• [Work to be completed] Quote every entry word for word.

• [Referring expression pointing data]
- Opening Delimiter -

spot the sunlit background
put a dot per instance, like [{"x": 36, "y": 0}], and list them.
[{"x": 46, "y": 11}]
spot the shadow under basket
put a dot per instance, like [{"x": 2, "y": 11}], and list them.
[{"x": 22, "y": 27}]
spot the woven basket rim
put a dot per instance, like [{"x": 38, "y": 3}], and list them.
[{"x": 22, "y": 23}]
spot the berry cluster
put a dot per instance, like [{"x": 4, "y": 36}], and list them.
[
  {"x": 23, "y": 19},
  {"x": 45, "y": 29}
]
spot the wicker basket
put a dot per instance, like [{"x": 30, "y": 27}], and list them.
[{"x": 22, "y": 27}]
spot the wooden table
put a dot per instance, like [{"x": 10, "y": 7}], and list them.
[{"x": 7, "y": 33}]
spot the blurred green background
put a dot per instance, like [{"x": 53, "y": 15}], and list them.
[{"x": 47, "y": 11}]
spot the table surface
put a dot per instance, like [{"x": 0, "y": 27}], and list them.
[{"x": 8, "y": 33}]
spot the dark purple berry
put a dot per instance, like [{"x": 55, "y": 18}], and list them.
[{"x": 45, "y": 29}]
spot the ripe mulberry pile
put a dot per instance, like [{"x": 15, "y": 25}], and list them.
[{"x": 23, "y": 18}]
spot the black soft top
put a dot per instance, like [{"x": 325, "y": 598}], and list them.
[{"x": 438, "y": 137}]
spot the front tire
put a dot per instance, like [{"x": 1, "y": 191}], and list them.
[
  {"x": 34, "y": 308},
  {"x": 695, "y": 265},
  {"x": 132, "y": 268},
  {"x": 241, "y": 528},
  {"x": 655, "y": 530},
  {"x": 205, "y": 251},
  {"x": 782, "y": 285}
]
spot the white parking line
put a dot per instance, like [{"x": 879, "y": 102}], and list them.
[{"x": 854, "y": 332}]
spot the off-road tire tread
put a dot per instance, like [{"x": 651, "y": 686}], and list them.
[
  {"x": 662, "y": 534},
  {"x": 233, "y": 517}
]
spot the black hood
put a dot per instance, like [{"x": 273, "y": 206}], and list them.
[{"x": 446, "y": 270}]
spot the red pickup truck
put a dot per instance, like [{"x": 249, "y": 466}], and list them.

- Closing Delimiter -

• [Answer to the exercise]
spot the sunlit background
put a dot per instance, like [{"x": 36, "y": 0}], and list them.
[{"x": 46, "y": 11}]
spot the shadow under basket
put a dot per instance, like [{"x": 2, "y": 11}], and list them.
[{"x": 22, "y": 27}]
spot the woven basket rim
put a dot per instance, like [{"x": 38, "y": 3}], and list them.
[{"x": 22, "y": 23}]
spot the berry cluster
put a dot per instance, like [{"x": 4, "y": 36}], and list them.
[
  {"x": 23, "y": 19},
  {"x": 45, "y": 29}
]
spot the wicker basket
put a dot per instance, like [{"x": 30, "y": 27}], and list them.
[{"x": 22, "y": 27}]
spot the wooden table
put a dot per instance, like [{"x": 10, "y": 7}], and list them.
[{"x": 7, "y": 33}]
spot the blurred green background
put a dot per instance, like [{"x": 53, "y": 15}], and list them.
[{"x": 47, "y": 11}]
spot the table surface
put a dot per instance, like [{"x": 0, "y": 27}], and list them.
[{"x": 8, "y": 33}]
spot the dark purple berry
put a dot per instance, like [{"x": 55, "y": 18}], and list them.
[{"x": 45, "y": 29}]
spot the ripe mulberry pile
put a dot per instance, like [{"x": 15, "y": 25}], and list them.
[{"x": 23, "y": 18}]
spot the black soft top
put a dot per instance, like [{"x": 325, "y": 598}], and list them.
[{"x": 438, "y": 137}]
spot the front tire
put a dot per instance, like [{"x": 1, "y": 191}], and list them.
[
  {"x": 34, "y": 308},
  {"x": 695, "y": 265},
  {"x": 132, "y": 268},
  {"x": 241, "y": 528},
  {"x": 655, "y": 530},
  {"x": 205, "y": 251},
  {"x": 782, "y": 285}
]
spot the white parking line
put a dot per instance, like [{"x": 879, "y": 102}], and list them.
[{"x": 854, "y": 332}]
spot the off-road tire tread
put a dot per instance, like [{"x": 651, "y": 686}], and list them.
[
  {"x": 662, "y": 534},
  {"x": 233, "y": 517}
]
spot the black hood
put a dot per instance, like [{"x": 273, "y": 206}], and list them.
[{"x": 446, "y": 270}]
spot the red pickup truck
put a dot per instance, like [{"x": 249, "y": 466}], and list them.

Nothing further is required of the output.